탐지 예시

======

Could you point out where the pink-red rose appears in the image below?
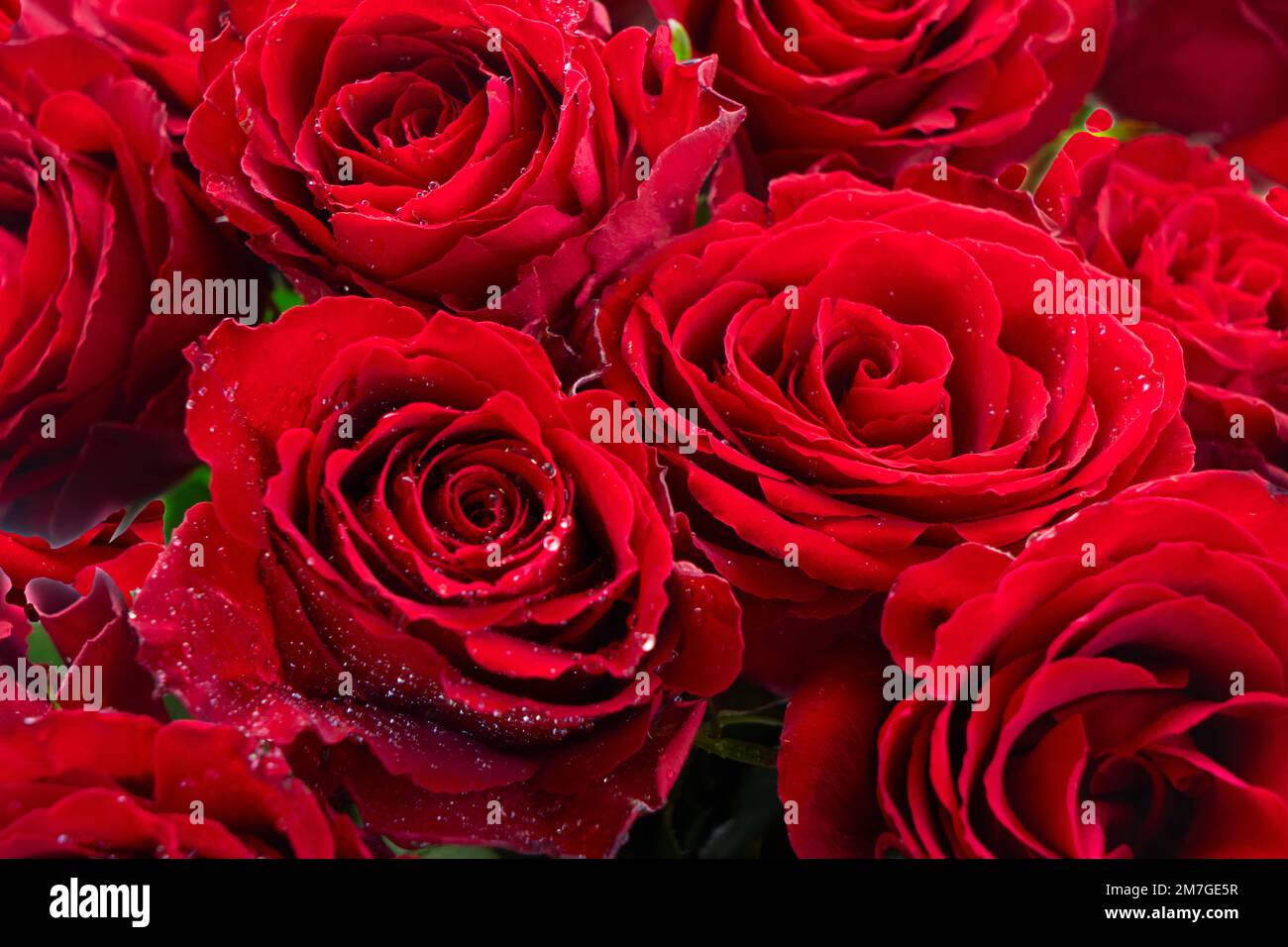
[1099,0,1288,181]
[653,0,1113,180]
[0,34,259,545]
[780,472,1288,858]
[136,297,742,856]
[0,710,368,858]
[1037,134,1288,485]
[185,0,742,327]
[595,174,1193,690]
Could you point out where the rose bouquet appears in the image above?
[0,0,1288,860]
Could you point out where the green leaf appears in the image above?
[161,693,192,720]
[666,20,693,61]
[161,467,210,543]
[693,720,778,767]
[261,270,304,325]
[27,621,67,666]
[385,839,501,858]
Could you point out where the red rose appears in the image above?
[0,35,259,545]
[1037,134,1288,484]
[136,297,742,856]
[0,711,368,858]
[653,0,1113,179]
[16,0,269,134]
[1100,0,1288,181]
[780,472,1288,858]
[0,504,166,720]
[187,0,742,337]
[596,174,1193,690]
[0,502,164,603]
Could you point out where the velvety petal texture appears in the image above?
[1037,133,1288,485]
[0,34,261,545]
[1098,0,1288,181]
[781,472,1288,858]
[136,299,742,856]
[0,710,366,858]
[185,0,742,340]
[653,0,1115,180]
[593,174,1193,665]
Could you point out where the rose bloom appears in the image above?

======

#### [수행할 작업]
위 기록에서 "Could you point out where the velvety"이 들어 있는 줄에서 시작하여 기록의 마지막 줄에서 멈추십시오. 처음 줄과 마지막 줄을 모두 포함하여 각 줄을 한 글자도 바꾸지 않고 그대로 반환하십시오.

#### [작업 결과]
Could you point out where the velvety petal texture appears in the image above?
[1037,133,1288,485]
[0,34,261,545]
[1098,0,1288,181]
[781,472,1288,858]
[136,299,742,856]
[0,710,366,858]
[185,0,742,340]
[653,0,1115,180]
[593,174,1193,665]
Could you point out where the rose bloom appears in the image above?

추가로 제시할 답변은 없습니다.